→ **YOUR ASSIGNMENT**
Please reproduce the passage of the drone policy excerpt between "But as the world" and "of drone strikes.", inclusive, word for word.

→ **PAGE EXTRACT**
And that is a problem for John Gannon, the former Deputy Director for Intelligence at the CIA, who questioned the panel of experts at the BPC. "The technology is proliferating," said Gannon.

"Ultimately, we're going to be threatened by this technology ourselves if we do not develop international law about the use of this technology. After all, we are a country [based on] the rule of law."

America's targeted killing program using drones raises "profound legal and moral" questions, said Hina Shamsi, director of the American Civil Liberties Union's (ACLU) National Security Project. "And what we know is deeply troubling. The use of lethal force is permissible under international law against a specific concrete imminent threat."

But the imminent threat standard and other standards, such as the viability of capturing a suspected terrorist, are not being applied, said Shamsi.

"We have to be concerned about the precedent we are setting for the rest of the world to follow," said Shamsi. "Whatever standard we are claiming to use today we have to accept that other countries and non-state actors are going to cite back to us tomorrow."

That's exactly what worries Thomas Kean, the former co-chair of the 9/11 Commission who now serves as the co-chair of the BPC Homeland Security Project. "I worry very much that as this technology spreads ... does it mean that other countries have a right to target [people they are at war with] here in the US.?" Keane said.

Obama's Guantanamo

The indefinite detention of terrorist suspects and other enemy combatants at Guantanamo Bay, Cuba, without due process of law will likely forever tarnish the presidency of George W. Bush.

But as the world fully expected President Barack Obama to end the practice of indefinite detention and to close the detention facilities at Guantanamo, it also expected the new administration to end the policy of targeted killings. Instead, Obama has not only embraced the policy, but has increased the use of drone strikes.

According to Peter Bergen, director of the National Security Studies Program at the New America Foundation, drone strikes have increased significantly under Obama. For example, there have been 307 strikes in Pakistan that have killed an estimated 2,000 to 3,500 people during the Obama administration.

"There was only one drone strike in Yemen under former President George W. Bush. There were 47 under Obama," said Bergen, who also testified with Muslimi on April 23.

Bellinger, who was in government when the initial legal basis for the use of drones was devised in the summer of 2001, acknowledged that while it is permissible under international law to use drones to kill Al Qaeda leaders who are trying to kill Americans, the devil is in the details.

→ **PROVIDED DATA**
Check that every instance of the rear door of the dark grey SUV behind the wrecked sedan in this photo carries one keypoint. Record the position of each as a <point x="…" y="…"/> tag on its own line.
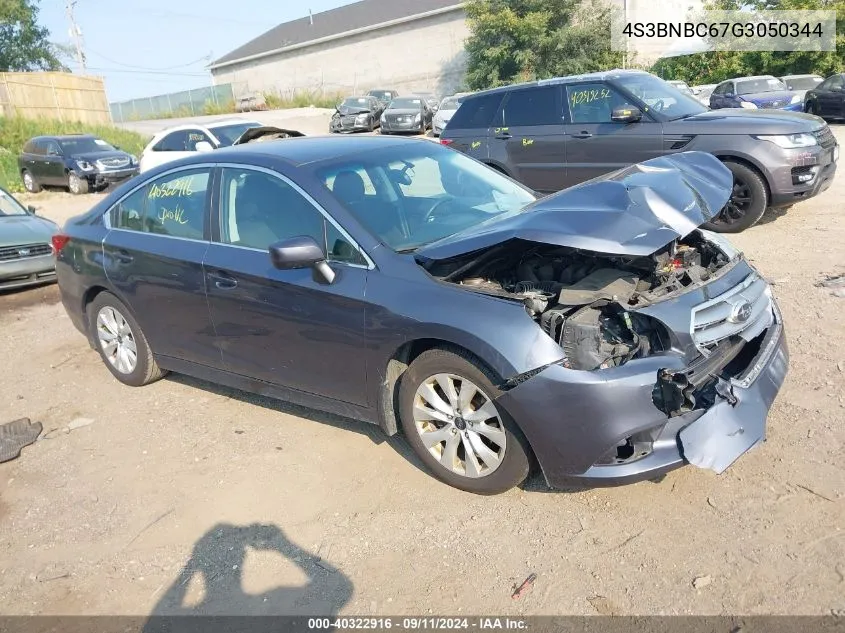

→ **RESULT BELOW**
But as the world fully expected President Barack Obama to end the practice of indefinite detention and to close the detention facilities at Guantanamo, it also expected the new administration to end the policy of targeted killings. Instead, Obama has not only embraced the policy, but has increased the use of drone strikes.